SOURCE PASSAGE Start Marker

SALEM — In an effort to adapt to the COVID-19 pandemic, Bit Bar is allowing customers to rent out their entire arcade space to parties of 10 for private events.
“We’re very passionate about doing anything we can to keep the business alive while keeping a safe space where people can have a little fun,” said Eric Spackman, the opening general manager.
The private rentals began in late November, and averages between two to three rentals per day, on Tuesdays and Wednesdays, when the deal is offered. In the past week they recorded five private rentals.
After this initial success, Bit Bar will be expanding its private rentals to Mondays and possibly Thursdays.
Customers can either book the entire arcade, which costs $225 for an hour and 45 minutes, or a back room at $125 for the same amount of time. During peak hours, the back room costs $225.
Parties that book the entire arcade are granted exclusive use of the entire restaurant and floor, unlimited game tokens and a personal server.
These private rentals are COVID-conscious, with customers required to wear face coverings at all times unless eating or drinking, and the space sanitized between each booking.
Bit Bar is one of a few Massachusetts arcades now offering full space rentals, including The Quarters in Hadley.

SOURCE PASSAGE End Marker
INFORMATION SUPPLIED Start Marker

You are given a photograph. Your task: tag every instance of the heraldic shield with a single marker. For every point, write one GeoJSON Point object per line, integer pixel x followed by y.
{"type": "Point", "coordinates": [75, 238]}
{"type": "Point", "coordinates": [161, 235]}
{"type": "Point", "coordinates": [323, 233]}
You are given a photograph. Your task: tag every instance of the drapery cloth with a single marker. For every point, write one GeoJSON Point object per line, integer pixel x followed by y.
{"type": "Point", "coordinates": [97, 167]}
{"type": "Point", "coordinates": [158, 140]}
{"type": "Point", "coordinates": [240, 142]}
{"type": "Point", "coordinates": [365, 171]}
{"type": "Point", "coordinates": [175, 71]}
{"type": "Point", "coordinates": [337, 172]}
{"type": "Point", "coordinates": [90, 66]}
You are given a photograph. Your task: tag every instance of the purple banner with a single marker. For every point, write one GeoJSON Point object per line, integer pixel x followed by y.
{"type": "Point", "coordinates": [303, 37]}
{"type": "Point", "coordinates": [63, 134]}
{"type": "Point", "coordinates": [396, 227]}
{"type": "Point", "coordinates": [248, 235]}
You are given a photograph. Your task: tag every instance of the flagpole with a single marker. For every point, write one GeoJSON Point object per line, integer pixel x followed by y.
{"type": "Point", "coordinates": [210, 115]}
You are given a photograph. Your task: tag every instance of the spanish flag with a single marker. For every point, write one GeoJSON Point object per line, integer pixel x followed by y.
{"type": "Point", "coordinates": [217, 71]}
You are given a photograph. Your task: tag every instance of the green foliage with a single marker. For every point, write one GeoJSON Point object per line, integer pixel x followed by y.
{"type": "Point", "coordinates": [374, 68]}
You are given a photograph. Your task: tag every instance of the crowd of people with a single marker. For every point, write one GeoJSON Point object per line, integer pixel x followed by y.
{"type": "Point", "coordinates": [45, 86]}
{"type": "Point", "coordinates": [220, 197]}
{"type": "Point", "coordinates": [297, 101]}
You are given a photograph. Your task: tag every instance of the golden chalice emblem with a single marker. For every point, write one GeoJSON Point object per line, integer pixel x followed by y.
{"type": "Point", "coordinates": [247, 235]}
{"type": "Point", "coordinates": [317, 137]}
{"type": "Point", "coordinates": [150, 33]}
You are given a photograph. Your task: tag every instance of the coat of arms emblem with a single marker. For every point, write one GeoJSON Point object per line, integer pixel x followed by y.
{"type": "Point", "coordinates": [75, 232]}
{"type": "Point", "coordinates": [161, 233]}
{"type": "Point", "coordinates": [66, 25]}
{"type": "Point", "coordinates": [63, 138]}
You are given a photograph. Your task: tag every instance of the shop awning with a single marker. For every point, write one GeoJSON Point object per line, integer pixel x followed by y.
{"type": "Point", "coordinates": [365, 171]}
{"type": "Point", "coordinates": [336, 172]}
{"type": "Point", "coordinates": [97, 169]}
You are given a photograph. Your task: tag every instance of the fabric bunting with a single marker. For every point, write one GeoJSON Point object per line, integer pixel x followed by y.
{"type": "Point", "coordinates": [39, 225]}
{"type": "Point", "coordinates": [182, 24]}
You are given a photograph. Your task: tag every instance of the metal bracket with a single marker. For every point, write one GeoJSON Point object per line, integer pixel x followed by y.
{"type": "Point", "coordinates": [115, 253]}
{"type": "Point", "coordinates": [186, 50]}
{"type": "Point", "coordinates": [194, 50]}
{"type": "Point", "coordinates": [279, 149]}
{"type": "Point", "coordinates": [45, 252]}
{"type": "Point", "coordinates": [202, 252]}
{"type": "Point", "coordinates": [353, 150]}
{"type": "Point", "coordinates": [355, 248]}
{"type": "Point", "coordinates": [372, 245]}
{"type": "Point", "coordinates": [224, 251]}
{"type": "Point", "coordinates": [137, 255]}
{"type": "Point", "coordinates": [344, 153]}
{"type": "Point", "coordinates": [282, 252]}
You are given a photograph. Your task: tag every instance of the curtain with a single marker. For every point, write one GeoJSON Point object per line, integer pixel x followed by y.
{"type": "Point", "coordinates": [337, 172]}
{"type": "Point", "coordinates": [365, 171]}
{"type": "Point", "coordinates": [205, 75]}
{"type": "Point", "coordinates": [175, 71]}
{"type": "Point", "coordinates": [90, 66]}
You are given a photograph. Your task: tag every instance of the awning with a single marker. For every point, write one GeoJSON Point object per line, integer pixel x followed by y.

INFORMATION SUPPLIED End Marker

# [PROBLEMS TO WORK ON]
a – Reproduce the Bit Bar article word for word, everything from "These private rentals" down to "Quarters in Hadley.".
b – In the Bit Bar article, what does booking the back room cost during peak hours?

# [SOLUTION SET]
a –
These private rentals are COVID-conscious, with customers required to wear face coverings at all times unless eating or drinking, and the space sanitized between each booking.
Bit Bar is one of a few Massachusetts arcades now offering full space rentals, including The Quarters in Hadley.

b – $225